Reproduce the passage of the Hay Festival post that begins at the words "Mind you, the" and ends after "than gig reviews.", substituting "BBC Four" for "Sky Arts".

_Supplied text_.
· · · · · · ·
Imagine ...
... if you will, a Guardian reader who doesn't give a fuck about what's happening at the Hay Festival. (Equally, any newspaper reader who doesn't give a fuck about what's happening at the Cannes Film Festival, or the Glastonbury Festival, or the Edinburgh Festival, or whatever other festival the newspaper has done a cross-media promotion deal with, or else they're covering it because all the other newspapers are covering it, and it's easy copy.) I bet it's smashing if you're there, but what if you're among the 99.9% of Guardian readers who are, let's say, at work?Why do they never invite me? Why-oh-why-oh-hay-on-wye?








17 Comments:
Quite right. It does my brain in.
The Glastonbury coverage in the broadsheets is particularly awful.
It was fine when it was the domain of the Melody Maker and NME, putting out festival guides for students with taglines about mud and beer. That was aimed at youthful studenty types - who are quite within their rights to drink and dose like lunatics and sprawl around in mud.
The same festival is now marketed at fully grown office workers with the same kind of copy. It just seems slightly pathetic. When the Observer's fashion barometer is recommending designer wellingtons, it's time to take a step back, I feel.
Ah yes, the designer wellies made an appearance in today's essential Hay Festival G2!
Good Lord... and I haven't seen the G2 yet. When things are that predictable you wonder if they write copy in their sleep.
Nope, I don't give a fuck about the Hay festival because I saw Public Enemy last night! I'm still bouncing off the walls and twitching. Even tea and Radio 4 cannot calm me down. I might still have Flavor Flav's sweat on me! Just imagine...
As for Glasto, I always read every article I could find about it as a kid because I so desperately wanted to go there and be just like a female child version of John Peel. I've been to every Glasto since I was 17, so I still hunt out all the articles and special pull-outs 'cause I like recognising the muddy people being sick down themselves, then pointing and shouting, "I gave him a cuddle!" to anyone who'll listen. I really am that annoying.
xx
Hay is a minority festival for faux-intellectuals..who gives a *&%$
re: Glastonbury coverage..people only really want to know if it is really muddy and unpleasant so they can laugh at the poor unfortunates who are wallowing in effluent whilst the rest of us watch higlights from the comfort of our sofas and are safe in the knwledge they can get to their comfortable beds wothout having to wade through a river of poo.
I always vaguely fancied going to Hay, but reading today's ghastly coverage of it made me feel rather ill and resolve that I will never, ever go there voluntarily. It would be like listening to The Archers without being able to turn it off, ALL DAY.
Mind you, the Jarvis thing at the Brighton festival does sound brilliant, I'd have loved to see that.
I notice Hay is getting special coverage on the Sky Arts channel, complete with 'sexy', Mariella-voiced trailer. Good grief.
Just had a flick through the G2. What a waste of space. I'm sure they all had a lovely time, but why do we need to know about it?
Yeah I just had a look at G2 and there was nowt to read for non-Hayfever suffers. Reviews of readings by authors are even less use than gig reviews.
· · · · · · ·
_Entries provided_.
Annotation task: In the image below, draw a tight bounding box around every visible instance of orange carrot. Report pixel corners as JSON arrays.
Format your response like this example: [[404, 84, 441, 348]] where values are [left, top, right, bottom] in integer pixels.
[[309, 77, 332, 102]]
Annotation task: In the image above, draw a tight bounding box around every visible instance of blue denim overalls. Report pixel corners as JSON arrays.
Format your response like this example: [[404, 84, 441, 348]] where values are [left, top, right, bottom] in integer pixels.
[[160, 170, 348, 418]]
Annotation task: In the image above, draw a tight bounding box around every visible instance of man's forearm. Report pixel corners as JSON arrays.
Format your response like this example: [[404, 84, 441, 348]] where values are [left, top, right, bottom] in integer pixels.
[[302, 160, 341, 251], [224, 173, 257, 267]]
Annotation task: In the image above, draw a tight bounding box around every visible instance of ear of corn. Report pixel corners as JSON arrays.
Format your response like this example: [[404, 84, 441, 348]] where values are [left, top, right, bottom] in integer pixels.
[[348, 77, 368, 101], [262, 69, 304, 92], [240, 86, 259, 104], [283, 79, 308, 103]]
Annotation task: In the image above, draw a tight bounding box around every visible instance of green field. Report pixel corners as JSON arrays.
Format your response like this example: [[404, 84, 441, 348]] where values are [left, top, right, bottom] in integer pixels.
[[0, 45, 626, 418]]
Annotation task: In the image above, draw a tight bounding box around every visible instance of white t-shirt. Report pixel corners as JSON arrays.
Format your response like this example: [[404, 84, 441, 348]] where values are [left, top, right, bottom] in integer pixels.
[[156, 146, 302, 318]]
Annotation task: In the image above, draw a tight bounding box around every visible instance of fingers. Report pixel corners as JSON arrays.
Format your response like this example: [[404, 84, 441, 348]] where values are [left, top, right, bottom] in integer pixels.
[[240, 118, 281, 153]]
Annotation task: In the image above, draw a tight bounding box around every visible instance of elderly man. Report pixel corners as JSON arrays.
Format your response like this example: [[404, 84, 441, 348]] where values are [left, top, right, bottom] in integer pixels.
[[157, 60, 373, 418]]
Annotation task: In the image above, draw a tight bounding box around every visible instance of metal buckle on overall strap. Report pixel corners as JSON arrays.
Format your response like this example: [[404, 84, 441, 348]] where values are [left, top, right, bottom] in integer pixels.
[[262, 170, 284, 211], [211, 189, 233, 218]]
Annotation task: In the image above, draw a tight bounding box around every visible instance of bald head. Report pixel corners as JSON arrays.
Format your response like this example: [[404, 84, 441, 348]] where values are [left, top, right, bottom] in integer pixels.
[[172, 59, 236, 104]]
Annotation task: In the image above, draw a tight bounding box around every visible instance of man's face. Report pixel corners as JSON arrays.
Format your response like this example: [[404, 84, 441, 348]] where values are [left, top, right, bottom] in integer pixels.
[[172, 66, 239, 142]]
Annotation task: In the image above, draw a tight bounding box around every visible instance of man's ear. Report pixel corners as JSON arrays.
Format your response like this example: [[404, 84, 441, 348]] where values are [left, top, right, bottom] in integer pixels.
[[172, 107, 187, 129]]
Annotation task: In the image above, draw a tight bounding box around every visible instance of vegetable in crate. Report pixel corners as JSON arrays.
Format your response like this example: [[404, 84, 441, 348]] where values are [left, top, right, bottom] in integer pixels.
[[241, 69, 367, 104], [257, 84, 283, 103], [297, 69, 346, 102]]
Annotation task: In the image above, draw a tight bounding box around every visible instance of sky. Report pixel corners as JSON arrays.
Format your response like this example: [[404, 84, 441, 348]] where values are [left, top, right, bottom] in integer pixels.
· · · · · · ·
_Solution to the problem_.
Mind you, the Jarvis thing at the Brighton festival does sound brilliant, I'd have loved to see that.
I notice Hay is getting special coverage on the BBC Four channel, complete with 'sexy', Mariella-voiced trailer. Good grief.
Just had a flick through the G2. What a waste of space. I'm sure they all had a lovely time, but why do we need to know about it?
Yeah I just had a look at G2 and there was nowt to read for non-Hayfever suffers. Reviews of readings by authors are even less use than gig reviews.